# Material supplied

------------------------------------------------------------------------

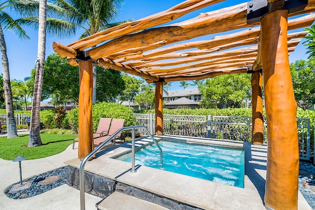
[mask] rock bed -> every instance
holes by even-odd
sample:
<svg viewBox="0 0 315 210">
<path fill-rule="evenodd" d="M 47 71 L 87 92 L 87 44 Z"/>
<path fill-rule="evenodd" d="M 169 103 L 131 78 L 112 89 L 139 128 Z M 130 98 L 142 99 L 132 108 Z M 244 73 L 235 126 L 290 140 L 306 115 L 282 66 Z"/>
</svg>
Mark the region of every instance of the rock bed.
<svg viewBox="0 0 315 210">
<path fill-rule="evenodd" d="M 19 182 L 12 184 L 4 190 L 4 193 L 13 199 L 29 198 L 47 192 L 66 182 L 66 170 L 68 166 L 60 168 L 39 175 L 34 176 L 23 180 L 23 183 L 32 181 L 30 187 L 27 189 L 10 193 L 11 188 Z M 49 177 L 60 177 L 60 179 L 53 183 L 45 183 L 45 180 L 49 180 Z M 53 180 L 53 179 L 52 179 Z M 41 184 L 43 183 L 43 184 Z M 303 186 L 304 183 L 304 186 Z M 315 166 L 312 163 L 300 162 L 299 176 L 299 189 L 311 207 L 315 210 Z"/>
<path fill-rule="evenodd" d="M 31 178 L 23 180 L 22 183 L 32 183 L 31 187 L 21 190 L 12 190 L 11 188 L 21 186 L 20 182 L 12 184 L 4 190 L 4 193 L 8 197 L 13 199 L 21 199 L 30 198 L 47 192 L 59 187 L 66 182 L 66 169 L 68 166 L 48 171 L 39 175 L 35 175 Z M 23 187 L 21 187 L 23 188 Z"/>
<path fill-rule="evenodd" d="M 315 210 L 315 166 L 312 163 L 300 162 L 299 189 L 312 209 Z"/>
</svg>

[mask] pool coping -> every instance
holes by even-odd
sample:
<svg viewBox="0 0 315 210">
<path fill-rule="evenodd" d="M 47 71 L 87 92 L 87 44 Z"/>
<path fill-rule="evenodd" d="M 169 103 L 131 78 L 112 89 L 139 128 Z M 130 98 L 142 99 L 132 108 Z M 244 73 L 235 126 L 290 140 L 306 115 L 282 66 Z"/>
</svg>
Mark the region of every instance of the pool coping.
<svg viewBox="0 0 315 210">
<path fill-rule="evenodd" d="M 172 135 L 155 136 L 155 138 L 159 136 L 175 136 L 188 139 L 191 142 L 197 141 L 197 138 L 194 137 Z M 96 158 L 87 163 L 85 170 L 201 209 L 252 209 L 255 207 L 256 210 L 265 210 L 263 197 L 266 180 L 267 145 L 259 146 L 249 142 L 225 140 L 198 139 L 201 139 L 201 142 L 208 141 L 217 145 L 244 145 L 245 150 L 244 188 L 143 166 L 138 168 L 134 174 L 129 173 L 130 163 L 111 157 L 130 150 L 131 143 L 100 151 L 96 154 Z M 142 139 L 136 142 L 136 145 L 140 146 L 150 140 L 148 138 Z M 64 163 L 79 168 L 81 162 L 78 158 L 75 158 L 67 160 Z M 311 210 L 299 191 L 298 196 L 299 209 Z M 227 202 L 227 198 L 230 198 L 228 202 Z"/>
</svg>

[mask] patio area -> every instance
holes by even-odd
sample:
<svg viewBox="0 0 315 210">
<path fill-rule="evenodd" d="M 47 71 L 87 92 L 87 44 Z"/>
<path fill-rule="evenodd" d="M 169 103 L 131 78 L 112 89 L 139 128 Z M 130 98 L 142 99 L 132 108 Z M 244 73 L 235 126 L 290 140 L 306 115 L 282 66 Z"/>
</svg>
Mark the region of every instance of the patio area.
<svg viewBox="0 0 315 210">
<path fill-rule="evenodd" d="M 194 137 L 188 138 L 189 141 L 199 141 Z M 198 139 L 214 144 L 243 144 L 243 142 L 209 140 L 208 138 Z M 143 144 L 142 142 L 138 145 Z M 149 201 L 169 209 L 177 209 L 179 205 L 183 205 L 180 204 L 185 204 L 194 208 L 191 209 L 240 210 L 252 209 L 253 207 L 255 210 L 266 209 L 263 203 L 267 165 L 267 146 L 265 144 L 259 146 L 249 142 L 244 143 L 245 150 L 244 189 L 143 166 L 140 167 L 135 174 L 129 173 L 130 163 L 113 159 L 111 157 L 129 150 L 130 144 L 126 143 L 119 147 L 99 152 L 96 158 L 87 163 L 85 171 L 96 176 L 104 177 L 106 180 L 113 180 L 116 185 L 114 191 L 116 190 L 126 194 L 123 189 L 126 187 L 121 186 L 126 185 L 133 189 L 133 192 L 131 190 L 131 192 L 128 191 L 127 194 L 145 200 L 153 196 L 154 198 Z M 65 163 L 75 168 L 79 168 L 81 161 L 78 158 L 74 158 L 66 161 Z M 78 183 L 77 180 L 74 180 L 68 181 L 68 184 L 70 182 L 70 184 L 74 185 L 75 183 L 77 184 Z M 74 187 L 77 188 L 78 186 Z M 96 191 L 94 188 L 95 186 L 92 187 L 93 190 Z M 135 193 L 135 190 L 149 192 L 152 195 L 141 196 L 139 195 L 141 193 Z M 154 199 L 155 196 L 167 198 L 168 200 L 167 202 L 162 202 L 160 199 Z M 298 198 L 298 209 L 312 209 L 300 191 Z M 102 199 L 99 198 L 99 202 Z M 228 202 L 226 202 L 227 200 Z M 104 203 L 106 205 L 106 199 Z M 87 205 L 86 208 L 89 207 Z M 106 208 L 111 209 L 110 207 Z M 124 209 L 124 207 L 120 208 L 122 208 L 120 209 Z"/>
</svg>

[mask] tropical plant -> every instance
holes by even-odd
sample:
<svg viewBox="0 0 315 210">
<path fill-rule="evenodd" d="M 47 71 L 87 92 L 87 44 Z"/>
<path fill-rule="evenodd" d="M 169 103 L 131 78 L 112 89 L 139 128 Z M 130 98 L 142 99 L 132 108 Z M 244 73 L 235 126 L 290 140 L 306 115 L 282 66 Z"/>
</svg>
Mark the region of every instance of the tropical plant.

------------------------------------------------------------------------

# Task details
Skip the pictures and print each record exactly as it stands.

# Answer for this exercise
[mask] rock bed -> every instance
holes by even-odd
sample:
<svg viewBox="0 0 315 210">
<path fill-rule="evenodd" d="M 47 71 L 87 92 L 87 44 Z"/>
<path fill-rule="evenodd" d="M 169 103 L 131 78 L 112 89 L 139 128 Z M 130 98 L 142 99 L 132 108 Z M 244 73 L 235 126 L 290 140 L 306 115 L 282 66 Z"/>
</svg>
Mark the region of every instance of the rock bed.
<svg viewBox="0 0 315 210">
<path fill-rule="evenodd" d="M 19 182 L 12 184 L 4 190 L 4 193 L 13 199 L 29 198 L 47 192 L 66 182 L 66 170 L 68 166 L 60 168 L 39 175 L 34 176 L 23 180 L 23 183 L 32 181 L 30 187 L 27 189 L 10 193 L 11 188 Z M 49 177 L 60 177 L 60 179 L 53 183 L 45 183 L 45 180 L 49 180 Z M 53 180 L 53 179 L 52 179 Z M 41 184 L 43 183 L 43 184 Z M 303 186 L 304 183 L 304 186 Z M 315 166 L 312 163 L 300 162 L 299 176 L 299 189 L 311 207 L 315 210 Z"/>
<path fill-rule="evenodd" d="M 31 178 L 23 180 L 22 183 L 32 183 L 31 187 L 21 190 L 12 190 L 11 188 L 21 186 L 20 182 L 12 184 L 4 190 L 4 193 L 8 197 L 13 199 L 21 199 L 30 198 L 47 192 L 59 187 L 66 182 L 66 169 L 68 166 L 48 171 L 39 175 L 35 175 Z M 23 187 L 21 187 L 23 188 Z"/>
<path fill-rule="evenodd" d="M 315 210 L 315 166 L 312 163 L 300 162 L 299 189 L 312 209 Z"/>
</svg>

[mask] pool coping -> every instance
holes by even-odd
sample:
<svg viewBox="0 0 315 210">
<path fill-rule="evenodd" d="M 47 71 L 87 92 L 87 44 Z"/>
<path fill-rule="evenodd" d="M 169 103 L 131 78 L 112 89 L 139 128 Z M 130 98 L 142 99 L 132 108 Z M 244 73 L 235 126 L 290 140 L 306 115 L 282 66 Z"/>
</svg>
Mark the region of every instance of the pool coping.
<svg viewBox="0 0 315 210">
<path fill-rule="evenodd" d="M 172 135 L 155 136 L 155 138 L 159 136 L 175 136 L 188 139 L 191 142 L 197 141 L 197 138 L 194 137 Z M 96 158 L 87 163 L 85 170 L 201 209 L 252 209 L 255 207 L 256 210 L 265 210 L 263 197 L 266 180 L 267 145 L 259 146 L 249 142 L 225 140 L 198 139 L 201 139 L 201 142 L 208 141 L 217 145 L 244 145 L 245 150 L 244 188 L 143 166 L 138 168 L 134 174 L 129 173 L 130 163 L 111 157 L 130 150 L 131 143 L 100 151 L 96 154 Z M 142 139 L 136 142 L 136 145 L 140 146 L 150 140 L 148 138 Z M 64 163 L 79 168 L 81 162 L 78 158 L 75 158 L 67 160 Z M 311 210 L 299 191 L 298 196 L 299 209 Z M 227 202 L 227 198 L 230 198 L 228 202 Z"/>
</svg>

[mask] patio area -> every instance
holes by even-odd
sample:
<svg viewBox="0 0 315 210">
<path fill-rule="evenodd" d="M 47 71 L 87 92 L 87 44 Z"/>
<path fill-rule="evenodd" d="M 169 103 L 131 78 L 112 89 L 139 128 Z M 130 98 L 142 99 L 132 108 Z M 244 73 L 235 126 L 290 140 L 306 115 L 282 66 Z"/>
</svg>
Mark the region of every instance of the patio area.
<svg viewBox="0 0 315 210">
<path fill-rule="evenodd" d="M 194 137 L 188 138 L 189 141 L 199 141 Z M 198 139 L 214 144 L 243 144 L 243 142 L 209 140 L 208 138 Z M 143 144 L 142 142 L 138 145 Z M 149 201 L 169 209 L 177 209 L 179 205 L 183 205 L 180 204 L 185 204 L 194 208 L 191 209 L 240 210 L 252 209 L 253 207 L 255 210 L 266 209 L 263 203 L 267 165 L 267 146 L 265 144 L 259 146 L 249 142 L 244 143 L 245 150 L 244 189 L 143 166 L 140 167 L 135 174 L 129 173 L 130 163 L 113 159 L 111 157 L 129 150 L 130 144 L 126 143 L 119 147 L 99 152 L 96 158 L 87 163 L 85 171 L 96 176 L 104 177 L 106 180 L 113 180 L 116 185 L 114 191 L 116 190 L 126 194 L 123 189 L 126 187 L 121 186 L 126 185 L 133 189 L 133 192 L 131 190 L 131 192 L 128 191 L 127 194 L 145 200 L 153 196 L 154 198 Z M 65 163 L 75 168 L 79 168 L 81 161 L 78 158 L 74 158 L 66 161 Z M 78 183 L 77 180 L 74 180 L 68 181 L 68 184 L 70 182 L 70 184 L 74 185 L 75 183 L 77 184 Z M 74 187 L 77 188 L 78 186 Z M 96 191 L 94 188 L 95 186 L 92 187 L 93 190 Z M 135 193 L 135 190 L 149 192 L 152 195 L 141 196 L 139 195 L 141 193 Z M 154 199 L 155 196 L 167 198 L 168 200 L 167 202 L 162 202 L 160 199 Z M 298 198 L 298 209 L 312 209 L 300 191 Z M 102 199 L 99 198 L 99 202 Z M 228 202 L 226 202 L 227 200 Z M 104 203 L 106 205 L 106 199 Z M 87 205 L 86 208 L 89 207 Z M 106 208 L 111 209 L 110 207 Z M 124 209 L 124 207 L 120 208 L 122 208 L 120 209 Z"/>
</svg>

[mask] tropical plant -> every instance
holes by even-odd
sample:
<svg viewBox="0 0 315 210">
<path fill-rule="evenodd" d="M 47 71 L 87 92 L 87 44 Z"/>
<path fill-rule="evenodd" d="M 169 103 L 131 78 L 112 89 L 139 128 Z M 130 98 L 142 99 L 132 108 Z M 244 73 L 235 126 L 290 140 L 306 115 L 282 66 Z"/>
</svg>
Mark the region of every instance of the tropical plant.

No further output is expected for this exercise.